- **BRIEF**
Pick up the biographical sketch of Aikido Shihan Fumio Toyoda after its final sentence and continue writing it.

* Begin SOURCE TEXT *

About Aikido Shihan Fumio Toyoda
Fumio Toyoda, Aikido Shihan, was born in Japan on November 8, 1947. The Toyoda
name is an old one, ultimately traced back as a branch of the Fujiwara
clan, one of the ancient noble families that vied for control during the
early civil wars in Japan. It was such conflicts which ultimately led to
the settling of this branch of the Toyoda on their current family lands
in Tochigi prefecture, some 60 miles north of Tokyo. This occurred about
400 years ago; at that time the area was undeveloped and far from the center
of power in Kyoto. It is believed that the Toyoda, having backed a losing
side in war, were forced to move to this place. There, they took up the
life of the samurai-farmer. Their mon (family crest) that of the Fujiwara-
can still be seen on the eaves of the old family farmhouse.

* End SOURCE TEXT *
* Begin MATERIAL *

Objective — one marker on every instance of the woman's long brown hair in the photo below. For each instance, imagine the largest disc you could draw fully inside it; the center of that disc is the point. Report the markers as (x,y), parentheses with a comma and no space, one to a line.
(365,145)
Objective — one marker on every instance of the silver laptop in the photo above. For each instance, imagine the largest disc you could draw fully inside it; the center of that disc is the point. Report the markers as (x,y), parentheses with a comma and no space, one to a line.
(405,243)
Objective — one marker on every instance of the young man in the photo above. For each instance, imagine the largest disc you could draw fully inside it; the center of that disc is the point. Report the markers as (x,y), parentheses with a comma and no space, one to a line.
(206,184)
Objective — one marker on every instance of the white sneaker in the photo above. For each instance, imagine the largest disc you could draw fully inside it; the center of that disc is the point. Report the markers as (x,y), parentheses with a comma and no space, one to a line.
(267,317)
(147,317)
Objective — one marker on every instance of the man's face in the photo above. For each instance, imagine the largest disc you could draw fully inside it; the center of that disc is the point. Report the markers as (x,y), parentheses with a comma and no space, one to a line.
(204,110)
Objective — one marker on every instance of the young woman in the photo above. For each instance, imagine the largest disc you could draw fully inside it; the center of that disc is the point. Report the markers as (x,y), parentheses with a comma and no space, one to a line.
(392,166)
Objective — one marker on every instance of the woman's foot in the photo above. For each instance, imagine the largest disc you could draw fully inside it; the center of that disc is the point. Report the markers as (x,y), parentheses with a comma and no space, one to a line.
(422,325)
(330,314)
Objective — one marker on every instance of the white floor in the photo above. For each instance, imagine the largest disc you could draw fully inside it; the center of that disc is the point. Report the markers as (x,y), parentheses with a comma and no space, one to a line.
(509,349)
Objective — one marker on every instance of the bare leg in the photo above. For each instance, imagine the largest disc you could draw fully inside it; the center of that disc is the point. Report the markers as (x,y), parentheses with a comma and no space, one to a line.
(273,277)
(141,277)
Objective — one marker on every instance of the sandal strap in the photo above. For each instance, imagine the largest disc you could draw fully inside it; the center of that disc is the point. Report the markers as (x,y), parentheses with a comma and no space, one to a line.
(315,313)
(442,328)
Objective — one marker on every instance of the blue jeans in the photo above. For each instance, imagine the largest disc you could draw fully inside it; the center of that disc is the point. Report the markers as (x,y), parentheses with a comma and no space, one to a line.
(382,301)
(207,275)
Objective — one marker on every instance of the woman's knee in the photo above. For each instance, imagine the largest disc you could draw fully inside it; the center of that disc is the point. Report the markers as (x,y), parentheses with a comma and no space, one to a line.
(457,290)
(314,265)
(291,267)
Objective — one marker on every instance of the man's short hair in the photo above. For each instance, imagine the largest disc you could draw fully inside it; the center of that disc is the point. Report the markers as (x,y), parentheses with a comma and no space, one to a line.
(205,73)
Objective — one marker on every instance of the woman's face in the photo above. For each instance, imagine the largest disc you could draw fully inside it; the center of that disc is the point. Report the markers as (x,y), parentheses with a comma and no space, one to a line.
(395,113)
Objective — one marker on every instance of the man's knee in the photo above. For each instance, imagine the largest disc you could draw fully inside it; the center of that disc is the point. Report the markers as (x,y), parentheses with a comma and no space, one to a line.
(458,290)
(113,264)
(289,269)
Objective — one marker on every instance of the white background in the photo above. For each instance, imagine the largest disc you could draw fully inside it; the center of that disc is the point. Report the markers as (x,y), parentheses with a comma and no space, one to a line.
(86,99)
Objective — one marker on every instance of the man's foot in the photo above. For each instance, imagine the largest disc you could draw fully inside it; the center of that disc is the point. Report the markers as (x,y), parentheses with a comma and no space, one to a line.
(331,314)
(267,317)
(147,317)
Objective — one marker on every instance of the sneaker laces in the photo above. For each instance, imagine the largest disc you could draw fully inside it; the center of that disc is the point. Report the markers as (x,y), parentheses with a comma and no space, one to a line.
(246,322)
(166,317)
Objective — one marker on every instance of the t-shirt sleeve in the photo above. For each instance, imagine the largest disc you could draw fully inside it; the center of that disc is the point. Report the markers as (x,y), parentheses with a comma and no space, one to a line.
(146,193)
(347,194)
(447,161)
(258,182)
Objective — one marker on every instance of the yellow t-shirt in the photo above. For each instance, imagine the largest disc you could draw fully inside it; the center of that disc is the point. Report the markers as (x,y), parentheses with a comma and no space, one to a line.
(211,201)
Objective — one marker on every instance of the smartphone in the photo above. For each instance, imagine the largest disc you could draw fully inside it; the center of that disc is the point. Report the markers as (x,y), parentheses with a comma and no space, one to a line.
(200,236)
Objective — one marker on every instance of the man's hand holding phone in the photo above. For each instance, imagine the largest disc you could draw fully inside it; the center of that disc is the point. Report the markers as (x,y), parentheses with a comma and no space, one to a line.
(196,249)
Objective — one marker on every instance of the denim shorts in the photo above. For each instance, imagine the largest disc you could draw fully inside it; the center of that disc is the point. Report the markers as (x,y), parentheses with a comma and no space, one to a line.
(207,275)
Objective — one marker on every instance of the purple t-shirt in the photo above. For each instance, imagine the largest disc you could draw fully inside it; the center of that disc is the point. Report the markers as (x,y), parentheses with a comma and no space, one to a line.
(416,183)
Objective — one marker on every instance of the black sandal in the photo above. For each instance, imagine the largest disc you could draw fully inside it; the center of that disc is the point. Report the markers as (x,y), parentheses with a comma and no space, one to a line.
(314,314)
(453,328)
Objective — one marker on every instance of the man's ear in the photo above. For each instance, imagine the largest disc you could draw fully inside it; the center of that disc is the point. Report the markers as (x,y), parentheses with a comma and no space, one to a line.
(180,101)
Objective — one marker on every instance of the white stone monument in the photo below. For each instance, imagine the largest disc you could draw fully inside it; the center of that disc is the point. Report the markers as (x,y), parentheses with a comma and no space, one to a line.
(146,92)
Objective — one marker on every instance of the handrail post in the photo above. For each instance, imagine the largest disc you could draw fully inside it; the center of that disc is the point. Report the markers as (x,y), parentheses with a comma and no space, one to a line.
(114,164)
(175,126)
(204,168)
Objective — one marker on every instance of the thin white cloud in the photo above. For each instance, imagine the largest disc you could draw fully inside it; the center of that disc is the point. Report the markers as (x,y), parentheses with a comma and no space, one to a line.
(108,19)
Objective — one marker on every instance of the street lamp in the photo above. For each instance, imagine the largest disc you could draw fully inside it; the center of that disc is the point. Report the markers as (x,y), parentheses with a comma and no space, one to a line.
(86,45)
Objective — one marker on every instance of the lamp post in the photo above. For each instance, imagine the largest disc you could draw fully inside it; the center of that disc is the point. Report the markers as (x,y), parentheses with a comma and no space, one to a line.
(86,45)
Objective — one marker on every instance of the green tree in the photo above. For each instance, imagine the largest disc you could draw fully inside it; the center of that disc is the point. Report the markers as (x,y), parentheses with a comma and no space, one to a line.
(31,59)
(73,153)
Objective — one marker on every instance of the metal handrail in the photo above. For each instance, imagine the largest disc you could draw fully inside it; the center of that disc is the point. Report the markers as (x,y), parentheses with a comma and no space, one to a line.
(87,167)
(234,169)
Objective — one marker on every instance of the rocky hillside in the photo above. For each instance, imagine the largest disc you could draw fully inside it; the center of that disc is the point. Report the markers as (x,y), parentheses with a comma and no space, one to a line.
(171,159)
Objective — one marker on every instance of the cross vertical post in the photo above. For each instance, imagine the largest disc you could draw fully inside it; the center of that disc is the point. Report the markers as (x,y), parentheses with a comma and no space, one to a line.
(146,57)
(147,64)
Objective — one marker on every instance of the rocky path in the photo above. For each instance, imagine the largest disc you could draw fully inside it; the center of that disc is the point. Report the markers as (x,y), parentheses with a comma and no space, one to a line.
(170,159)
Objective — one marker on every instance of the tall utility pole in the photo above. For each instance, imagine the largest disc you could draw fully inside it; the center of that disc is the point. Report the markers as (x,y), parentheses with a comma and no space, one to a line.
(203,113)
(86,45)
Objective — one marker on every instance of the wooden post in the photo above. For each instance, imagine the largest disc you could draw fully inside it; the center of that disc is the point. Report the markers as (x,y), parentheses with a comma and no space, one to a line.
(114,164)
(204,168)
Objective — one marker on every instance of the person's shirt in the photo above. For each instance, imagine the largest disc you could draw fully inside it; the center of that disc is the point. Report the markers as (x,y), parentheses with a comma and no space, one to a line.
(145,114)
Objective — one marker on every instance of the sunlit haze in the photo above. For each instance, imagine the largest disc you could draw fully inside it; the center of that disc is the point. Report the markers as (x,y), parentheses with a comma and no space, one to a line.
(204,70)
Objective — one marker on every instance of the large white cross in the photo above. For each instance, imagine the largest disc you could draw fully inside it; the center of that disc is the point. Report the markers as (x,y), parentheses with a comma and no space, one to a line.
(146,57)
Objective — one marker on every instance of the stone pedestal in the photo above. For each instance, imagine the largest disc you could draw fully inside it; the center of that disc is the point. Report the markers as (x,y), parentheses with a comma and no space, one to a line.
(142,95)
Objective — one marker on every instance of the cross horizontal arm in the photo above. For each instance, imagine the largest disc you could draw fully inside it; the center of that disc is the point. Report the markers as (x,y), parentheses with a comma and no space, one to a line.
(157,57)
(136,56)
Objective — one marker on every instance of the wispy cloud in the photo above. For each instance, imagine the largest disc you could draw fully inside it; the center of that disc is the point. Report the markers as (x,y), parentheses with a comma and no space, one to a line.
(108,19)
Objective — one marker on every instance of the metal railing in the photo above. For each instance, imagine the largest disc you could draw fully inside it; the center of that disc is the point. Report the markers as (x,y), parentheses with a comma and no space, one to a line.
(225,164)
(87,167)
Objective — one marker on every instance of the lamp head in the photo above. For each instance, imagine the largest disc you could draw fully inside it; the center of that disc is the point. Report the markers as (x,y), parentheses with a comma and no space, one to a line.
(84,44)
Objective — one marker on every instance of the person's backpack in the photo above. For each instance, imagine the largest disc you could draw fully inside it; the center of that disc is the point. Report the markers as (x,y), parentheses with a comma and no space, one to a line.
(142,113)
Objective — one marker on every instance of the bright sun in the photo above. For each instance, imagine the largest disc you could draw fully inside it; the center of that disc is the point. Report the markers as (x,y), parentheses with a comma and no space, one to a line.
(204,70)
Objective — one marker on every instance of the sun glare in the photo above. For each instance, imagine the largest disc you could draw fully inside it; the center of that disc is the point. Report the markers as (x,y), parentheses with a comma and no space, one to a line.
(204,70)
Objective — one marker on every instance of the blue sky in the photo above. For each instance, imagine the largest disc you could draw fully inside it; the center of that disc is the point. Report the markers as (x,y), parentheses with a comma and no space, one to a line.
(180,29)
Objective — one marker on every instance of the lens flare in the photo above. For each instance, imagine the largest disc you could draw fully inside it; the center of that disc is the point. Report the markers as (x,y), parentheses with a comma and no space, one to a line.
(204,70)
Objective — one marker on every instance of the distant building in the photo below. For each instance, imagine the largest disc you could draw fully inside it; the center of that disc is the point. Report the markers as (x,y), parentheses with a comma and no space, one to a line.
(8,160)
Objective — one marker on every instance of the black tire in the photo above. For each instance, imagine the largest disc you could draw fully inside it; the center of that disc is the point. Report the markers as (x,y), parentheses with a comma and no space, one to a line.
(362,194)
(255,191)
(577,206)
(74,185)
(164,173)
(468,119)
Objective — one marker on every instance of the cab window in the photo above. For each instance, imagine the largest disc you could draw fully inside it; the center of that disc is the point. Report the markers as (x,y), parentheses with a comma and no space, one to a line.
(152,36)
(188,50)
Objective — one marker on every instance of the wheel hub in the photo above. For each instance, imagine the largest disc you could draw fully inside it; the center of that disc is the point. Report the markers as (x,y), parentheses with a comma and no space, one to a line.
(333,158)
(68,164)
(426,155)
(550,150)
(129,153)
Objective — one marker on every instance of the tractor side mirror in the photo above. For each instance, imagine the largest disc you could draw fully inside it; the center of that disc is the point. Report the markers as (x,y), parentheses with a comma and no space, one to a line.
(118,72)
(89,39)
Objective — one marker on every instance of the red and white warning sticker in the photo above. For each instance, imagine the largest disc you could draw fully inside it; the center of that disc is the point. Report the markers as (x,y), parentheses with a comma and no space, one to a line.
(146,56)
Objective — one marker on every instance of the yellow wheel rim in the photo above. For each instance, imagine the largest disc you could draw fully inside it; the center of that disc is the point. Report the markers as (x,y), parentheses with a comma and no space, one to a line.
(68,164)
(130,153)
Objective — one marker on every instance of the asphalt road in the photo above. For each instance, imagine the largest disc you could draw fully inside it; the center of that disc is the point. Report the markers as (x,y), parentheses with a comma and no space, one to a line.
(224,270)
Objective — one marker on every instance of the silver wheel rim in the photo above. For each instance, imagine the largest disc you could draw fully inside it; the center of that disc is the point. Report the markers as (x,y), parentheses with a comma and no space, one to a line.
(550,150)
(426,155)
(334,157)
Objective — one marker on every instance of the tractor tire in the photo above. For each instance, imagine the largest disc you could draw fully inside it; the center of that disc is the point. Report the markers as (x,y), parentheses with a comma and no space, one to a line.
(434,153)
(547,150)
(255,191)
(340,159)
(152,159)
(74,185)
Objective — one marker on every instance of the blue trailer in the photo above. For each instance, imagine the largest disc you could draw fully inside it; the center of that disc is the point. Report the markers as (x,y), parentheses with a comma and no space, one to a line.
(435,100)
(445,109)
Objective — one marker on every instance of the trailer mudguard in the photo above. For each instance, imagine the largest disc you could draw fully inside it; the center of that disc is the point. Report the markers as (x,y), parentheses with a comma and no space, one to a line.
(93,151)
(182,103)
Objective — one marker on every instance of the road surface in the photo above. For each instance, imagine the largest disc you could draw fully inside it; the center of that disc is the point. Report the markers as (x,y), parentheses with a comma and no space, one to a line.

* End MATERIAL *

- **ANSWER FOR THIS EXERCISE**
At the battle of Sekigahara, which resulted in a decisive victory
for Tokugawa Ieyasu, founder of the Tokugawa shogunate, the Toyoda
were this time on the winning side. The result was a large amount
of land, which remained in the family until the land-distribution
policies of MacArthur reduced it. Today about 50 acres remain. Interestingly,
these ancestral lands are adjacent to the lands of another prominent
Aikido teacher: Koichi Tohei. The Tohei and Toyoda families have
been neighbors for centuries, periodically squabbling over their
boundary, which is marked by a stream.
This close proximity to the Tohei family was to have a decisive
impact on the direction of Toyoda Shihan's life. His older brother
Toshi, an Aikido student under Tohei Sensei, would often take the
young Toyoda with him while attending classes. At first this was
a babysitting arrangement. At age 10, however, Toyoda Shihan himself
began Aikido training.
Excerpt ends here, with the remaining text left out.